## Text block
** BEGIN **

# Sunn Model T's, Ampeg V4's, and everything else LOUD



## adamthemute (Jun 18, 2007)

I recently got my first tube amp, a Fender Twin Reverb, and well, I'm never going back to anything but tube amps.

I have a crappy Marshall V100 head that I got cheap, and I really hate it. I'm looking to spend $1000 max, and I want to get a good, loud, and reliable tube head. Maybe something along the lines of the Fender Twin tone, but more crisp bass response at low and loud volumes.

A lot of bands I'm into use Sunn Model T's and Ampeg V4's. I've looked on Ebay, and they're pretty cheap sometimes ($400-800). I've never seen one of these sold locally though, they're pretty rare.

Does anyone have experience with these amps? Or maybe someone can recomommend me something that could be similar that won't break the bank.


----------



## Yerffej (Feb 7, 2006)

thats a good range to look in for sure. you can generally get some of the older fender piggyback heads in that range as well. a few mods can generally tighten up the bass response. Also, everyone has been selling their traynor gear lately, you can often make away with a head for 5 or 6 hundred. They are LOUD and kind of sterile sounding, very hard.

** END **

## Brief 1
Retype the forum thread on loud tube amp heads word for word.
The forum thread and the records were drawn from separate sources.

Region annotation entries
** BEGIN **

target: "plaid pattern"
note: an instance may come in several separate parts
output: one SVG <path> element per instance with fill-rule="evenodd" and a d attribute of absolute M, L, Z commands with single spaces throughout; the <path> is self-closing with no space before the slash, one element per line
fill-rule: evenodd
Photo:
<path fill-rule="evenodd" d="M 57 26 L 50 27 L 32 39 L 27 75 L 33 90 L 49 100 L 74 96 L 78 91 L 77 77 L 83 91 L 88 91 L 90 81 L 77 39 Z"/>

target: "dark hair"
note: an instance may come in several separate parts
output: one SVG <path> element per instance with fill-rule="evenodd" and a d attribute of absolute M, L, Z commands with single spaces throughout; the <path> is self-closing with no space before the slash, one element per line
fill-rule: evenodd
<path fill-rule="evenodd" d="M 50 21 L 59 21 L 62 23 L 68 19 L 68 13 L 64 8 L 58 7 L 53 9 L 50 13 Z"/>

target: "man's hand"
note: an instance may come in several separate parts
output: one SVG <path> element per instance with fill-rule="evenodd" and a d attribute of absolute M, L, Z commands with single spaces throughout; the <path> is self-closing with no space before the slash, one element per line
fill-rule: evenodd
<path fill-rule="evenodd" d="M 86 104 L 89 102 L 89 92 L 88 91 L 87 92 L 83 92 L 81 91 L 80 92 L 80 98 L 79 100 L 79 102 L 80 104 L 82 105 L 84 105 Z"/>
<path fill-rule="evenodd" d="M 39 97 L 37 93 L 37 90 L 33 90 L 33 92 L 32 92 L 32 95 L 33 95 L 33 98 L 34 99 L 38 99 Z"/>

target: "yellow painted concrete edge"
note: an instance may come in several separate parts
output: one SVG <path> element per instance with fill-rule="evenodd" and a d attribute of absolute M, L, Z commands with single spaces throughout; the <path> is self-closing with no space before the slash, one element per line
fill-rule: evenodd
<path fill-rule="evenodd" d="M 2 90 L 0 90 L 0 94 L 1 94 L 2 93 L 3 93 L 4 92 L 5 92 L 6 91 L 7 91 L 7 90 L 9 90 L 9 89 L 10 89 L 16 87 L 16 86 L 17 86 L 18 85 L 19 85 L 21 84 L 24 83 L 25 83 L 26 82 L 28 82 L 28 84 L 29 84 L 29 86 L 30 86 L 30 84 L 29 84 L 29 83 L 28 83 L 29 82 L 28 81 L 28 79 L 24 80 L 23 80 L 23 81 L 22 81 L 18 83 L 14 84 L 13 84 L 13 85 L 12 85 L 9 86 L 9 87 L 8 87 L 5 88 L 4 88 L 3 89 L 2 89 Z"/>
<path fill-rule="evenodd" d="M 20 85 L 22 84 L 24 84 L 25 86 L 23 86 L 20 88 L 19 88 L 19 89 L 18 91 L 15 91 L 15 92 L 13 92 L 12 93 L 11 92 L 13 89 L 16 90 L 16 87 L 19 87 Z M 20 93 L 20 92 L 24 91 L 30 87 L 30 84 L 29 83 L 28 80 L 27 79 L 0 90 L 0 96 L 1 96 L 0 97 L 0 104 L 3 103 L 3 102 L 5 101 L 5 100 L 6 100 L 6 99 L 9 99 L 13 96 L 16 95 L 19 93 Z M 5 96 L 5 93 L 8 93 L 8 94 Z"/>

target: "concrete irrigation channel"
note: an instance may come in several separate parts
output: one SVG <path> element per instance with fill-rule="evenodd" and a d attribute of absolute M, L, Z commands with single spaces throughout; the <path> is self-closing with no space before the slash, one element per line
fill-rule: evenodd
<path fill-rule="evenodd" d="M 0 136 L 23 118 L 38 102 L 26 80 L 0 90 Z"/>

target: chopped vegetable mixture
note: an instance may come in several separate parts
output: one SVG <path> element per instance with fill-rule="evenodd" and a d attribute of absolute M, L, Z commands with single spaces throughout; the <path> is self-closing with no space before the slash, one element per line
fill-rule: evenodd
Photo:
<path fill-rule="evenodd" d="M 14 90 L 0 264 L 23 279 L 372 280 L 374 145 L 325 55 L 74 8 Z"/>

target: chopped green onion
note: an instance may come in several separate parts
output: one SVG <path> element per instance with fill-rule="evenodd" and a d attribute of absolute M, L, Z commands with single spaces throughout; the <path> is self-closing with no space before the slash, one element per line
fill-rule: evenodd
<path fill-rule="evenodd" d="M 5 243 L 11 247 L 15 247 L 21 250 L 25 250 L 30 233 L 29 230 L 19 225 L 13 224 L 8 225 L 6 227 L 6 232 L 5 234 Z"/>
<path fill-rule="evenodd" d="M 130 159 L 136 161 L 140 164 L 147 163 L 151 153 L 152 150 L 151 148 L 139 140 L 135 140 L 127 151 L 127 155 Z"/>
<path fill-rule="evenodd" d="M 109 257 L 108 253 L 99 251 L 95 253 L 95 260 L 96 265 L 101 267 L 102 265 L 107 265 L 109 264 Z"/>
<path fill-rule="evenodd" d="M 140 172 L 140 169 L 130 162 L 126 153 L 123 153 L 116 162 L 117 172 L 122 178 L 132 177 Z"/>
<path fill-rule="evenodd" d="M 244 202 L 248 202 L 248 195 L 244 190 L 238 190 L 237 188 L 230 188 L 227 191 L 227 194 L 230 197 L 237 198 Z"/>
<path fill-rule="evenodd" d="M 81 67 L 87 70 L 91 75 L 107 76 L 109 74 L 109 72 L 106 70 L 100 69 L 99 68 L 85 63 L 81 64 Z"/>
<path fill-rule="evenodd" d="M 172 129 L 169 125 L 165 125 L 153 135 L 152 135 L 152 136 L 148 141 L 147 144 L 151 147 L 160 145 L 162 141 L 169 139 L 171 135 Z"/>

** END **

## Brief 2
From the records, pull out every line that contains the string "target", matching case exactly.

## Worked solution 1
# Sunn Model T's, Ampeg V4's, and everything else LOUD



## adamthemute (Jun 18, 2007)

I recently got my first tube amp, a Fender Twin Reverb, and well, I'm never going back to anything but tube amps.

I have a crappy Marshall V100 head that I got cheap, and I really hate it. I'm looking to spend $1000 max, and I want to get a good, loud, and reliable tube head. Maybe something along the lines of the Fender Twin tone, but more crisp bass response at low and loud volumes.

A lot of bands I'm into use Sunn Model T's and Ampeg V4's. I've looked on Ebay, and they're pretty cheap sometimes ($400-800). I've never seen one of these sold locally though, they're pretty rare.

Does anyone have experience with these amps? Or maybe someone can recomommend me something that could be similar that won't break the bank.


----------



## Yerffej (Feb 7, 2006)

thats a good range to look in for sure. you can generally get some of the older fender piggyback heads in that range as well. a few mods can generally tighten up the bass response. Also, everyone has been selling their traynor gear lately, you can often make away with a head for 5 or 6 hundred. They are LOUD and kind of sterile sounding, very hard.

## Worked solution 2
target: "plaid pattern"
target: "dark hair"
target: "man's hand"
target: "yellow painted concrete edge"
target: "concrete irrigation channel"
target: chopped vegetable mixture
target: chopped green onion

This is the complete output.